→ **ACTIVITY**: Reproduce only the stretch of entries below that begins at the first line and ends at the line holding "439L800 484L799 369L596".

*** Opening DATA PROVIDED ***

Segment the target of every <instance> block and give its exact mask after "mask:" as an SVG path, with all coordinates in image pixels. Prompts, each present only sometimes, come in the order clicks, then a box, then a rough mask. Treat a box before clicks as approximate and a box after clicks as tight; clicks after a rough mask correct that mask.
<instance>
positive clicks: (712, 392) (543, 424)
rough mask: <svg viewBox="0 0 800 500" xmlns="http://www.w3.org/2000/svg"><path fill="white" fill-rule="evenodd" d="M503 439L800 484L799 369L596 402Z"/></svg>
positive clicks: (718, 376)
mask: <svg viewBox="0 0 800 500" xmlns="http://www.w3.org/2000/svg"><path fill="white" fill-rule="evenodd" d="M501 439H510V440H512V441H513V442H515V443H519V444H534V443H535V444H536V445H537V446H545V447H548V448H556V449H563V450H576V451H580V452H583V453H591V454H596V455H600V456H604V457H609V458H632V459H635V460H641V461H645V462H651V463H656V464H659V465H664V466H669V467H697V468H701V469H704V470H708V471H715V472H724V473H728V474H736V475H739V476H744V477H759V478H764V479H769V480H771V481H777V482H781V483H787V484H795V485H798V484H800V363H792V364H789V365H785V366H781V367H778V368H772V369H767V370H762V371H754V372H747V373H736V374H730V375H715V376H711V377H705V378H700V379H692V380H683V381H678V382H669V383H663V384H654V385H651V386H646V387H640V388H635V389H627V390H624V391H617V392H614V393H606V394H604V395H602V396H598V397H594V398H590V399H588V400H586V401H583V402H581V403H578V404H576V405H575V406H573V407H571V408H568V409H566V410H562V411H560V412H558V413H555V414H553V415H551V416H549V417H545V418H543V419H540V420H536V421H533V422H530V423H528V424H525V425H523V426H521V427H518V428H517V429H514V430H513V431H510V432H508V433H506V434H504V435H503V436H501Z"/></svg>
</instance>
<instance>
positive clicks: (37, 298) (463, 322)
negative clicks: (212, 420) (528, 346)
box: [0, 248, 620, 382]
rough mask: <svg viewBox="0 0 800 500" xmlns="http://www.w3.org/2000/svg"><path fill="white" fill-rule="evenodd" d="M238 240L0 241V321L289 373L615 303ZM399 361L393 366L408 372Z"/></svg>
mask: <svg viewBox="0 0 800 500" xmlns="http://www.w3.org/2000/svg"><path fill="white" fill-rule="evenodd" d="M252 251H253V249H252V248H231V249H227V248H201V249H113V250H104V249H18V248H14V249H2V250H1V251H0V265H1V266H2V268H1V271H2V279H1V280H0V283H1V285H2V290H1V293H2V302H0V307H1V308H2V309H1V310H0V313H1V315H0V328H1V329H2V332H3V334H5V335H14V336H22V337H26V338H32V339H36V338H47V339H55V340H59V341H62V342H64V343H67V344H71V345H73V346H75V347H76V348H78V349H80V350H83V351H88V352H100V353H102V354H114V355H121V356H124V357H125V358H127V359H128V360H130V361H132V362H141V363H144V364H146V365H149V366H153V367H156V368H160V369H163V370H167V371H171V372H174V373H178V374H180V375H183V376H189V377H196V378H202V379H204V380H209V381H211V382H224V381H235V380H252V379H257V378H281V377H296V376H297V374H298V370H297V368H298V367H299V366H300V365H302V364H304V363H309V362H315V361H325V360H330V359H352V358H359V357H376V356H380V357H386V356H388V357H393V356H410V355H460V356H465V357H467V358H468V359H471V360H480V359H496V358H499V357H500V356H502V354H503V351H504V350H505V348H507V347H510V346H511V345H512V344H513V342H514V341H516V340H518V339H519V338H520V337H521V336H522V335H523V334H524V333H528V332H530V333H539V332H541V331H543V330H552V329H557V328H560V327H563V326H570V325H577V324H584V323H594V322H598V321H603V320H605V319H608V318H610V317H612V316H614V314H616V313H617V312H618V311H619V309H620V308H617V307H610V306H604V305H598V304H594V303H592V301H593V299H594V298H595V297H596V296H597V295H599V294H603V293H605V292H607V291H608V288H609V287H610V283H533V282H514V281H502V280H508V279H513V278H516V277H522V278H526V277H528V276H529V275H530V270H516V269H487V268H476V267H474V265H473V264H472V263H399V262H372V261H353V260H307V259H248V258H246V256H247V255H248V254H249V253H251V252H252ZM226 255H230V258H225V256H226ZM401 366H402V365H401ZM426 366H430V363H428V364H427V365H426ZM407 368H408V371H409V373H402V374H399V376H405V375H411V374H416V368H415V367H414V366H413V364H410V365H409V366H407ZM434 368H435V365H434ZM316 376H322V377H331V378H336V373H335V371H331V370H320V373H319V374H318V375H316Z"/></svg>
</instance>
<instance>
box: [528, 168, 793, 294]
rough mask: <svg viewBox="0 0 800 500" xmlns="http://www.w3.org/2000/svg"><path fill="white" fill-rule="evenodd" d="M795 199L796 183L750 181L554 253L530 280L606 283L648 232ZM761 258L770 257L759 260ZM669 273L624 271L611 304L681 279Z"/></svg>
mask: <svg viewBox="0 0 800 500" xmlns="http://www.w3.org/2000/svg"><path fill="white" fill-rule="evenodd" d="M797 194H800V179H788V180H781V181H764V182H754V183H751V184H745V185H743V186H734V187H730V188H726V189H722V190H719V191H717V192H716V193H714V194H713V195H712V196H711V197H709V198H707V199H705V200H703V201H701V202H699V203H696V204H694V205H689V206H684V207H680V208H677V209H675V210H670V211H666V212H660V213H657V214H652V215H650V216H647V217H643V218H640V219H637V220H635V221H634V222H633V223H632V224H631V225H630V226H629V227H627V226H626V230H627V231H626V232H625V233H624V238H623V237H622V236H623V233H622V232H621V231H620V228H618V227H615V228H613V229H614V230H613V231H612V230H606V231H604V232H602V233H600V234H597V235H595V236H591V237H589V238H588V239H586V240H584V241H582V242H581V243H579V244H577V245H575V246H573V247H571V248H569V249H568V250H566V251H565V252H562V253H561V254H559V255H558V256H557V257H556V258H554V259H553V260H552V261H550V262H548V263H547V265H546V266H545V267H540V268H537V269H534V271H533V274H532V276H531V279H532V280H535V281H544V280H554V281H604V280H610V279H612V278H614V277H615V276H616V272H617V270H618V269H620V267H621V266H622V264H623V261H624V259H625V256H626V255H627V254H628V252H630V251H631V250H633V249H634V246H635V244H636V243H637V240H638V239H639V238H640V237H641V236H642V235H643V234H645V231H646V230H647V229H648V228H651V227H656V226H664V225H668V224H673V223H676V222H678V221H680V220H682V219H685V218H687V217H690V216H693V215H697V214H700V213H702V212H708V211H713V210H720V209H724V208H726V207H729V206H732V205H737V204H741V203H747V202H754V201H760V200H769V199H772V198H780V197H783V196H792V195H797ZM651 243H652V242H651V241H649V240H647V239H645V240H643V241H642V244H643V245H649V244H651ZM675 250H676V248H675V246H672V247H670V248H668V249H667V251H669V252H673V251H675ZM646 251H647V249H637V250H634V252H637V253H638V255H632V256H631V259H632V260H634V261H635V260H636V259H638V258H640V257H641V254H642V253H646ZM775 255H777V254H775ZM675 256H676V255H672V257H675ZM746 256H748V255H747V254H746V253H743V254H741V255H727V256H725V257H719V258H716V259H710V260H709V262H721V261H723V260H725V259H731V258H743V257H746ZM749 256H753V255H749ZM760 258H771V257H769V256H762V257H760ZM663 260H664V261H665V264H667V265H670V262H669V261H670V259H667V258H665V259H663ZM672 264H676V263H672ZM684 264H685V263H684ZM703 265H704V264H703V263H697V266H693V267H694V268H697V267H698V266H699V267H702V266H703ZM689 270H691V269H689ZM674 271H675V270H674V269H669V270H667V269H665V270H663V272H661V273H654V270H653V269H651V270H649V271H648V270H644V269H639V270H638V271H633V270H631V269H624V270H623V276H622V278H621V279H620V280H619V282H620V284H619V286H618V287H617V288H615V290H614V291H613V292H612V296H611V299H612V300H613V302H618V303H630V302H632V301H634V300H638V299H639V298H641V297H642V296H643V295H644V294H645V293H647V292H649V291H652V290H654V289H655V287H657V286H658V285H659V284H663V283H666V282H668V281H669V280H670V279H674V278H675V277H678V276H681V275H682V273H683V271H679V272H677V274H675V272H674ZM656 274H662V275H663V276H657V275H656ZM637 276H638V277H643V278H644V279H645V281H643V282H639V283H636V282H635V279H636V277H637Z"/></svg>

*** Closing DATA PROVIDED ***

→ **EXPECTED OUTPUT**:
Segment the target of every <instance> block and give its exact mask after "mask:" as an SVG path, with all coordinates in image pixels. Prompts, each present only sometimes, come in the order clicks, then a box, then a rough mask. Treat a box before clicks as approximate and a box after clicks as tight; clicks after a rough mask correct that mask.
<instance>
positive clicks: (712, 392) (543, 424)
rough mask: <svg viewBox="0 0 800 500" xmlns="http://www.w3.org/2000/svg"><path fill="white" fill-rule="evenodd" d="M503 439L800 484L799 369L596 402Z"/></svg>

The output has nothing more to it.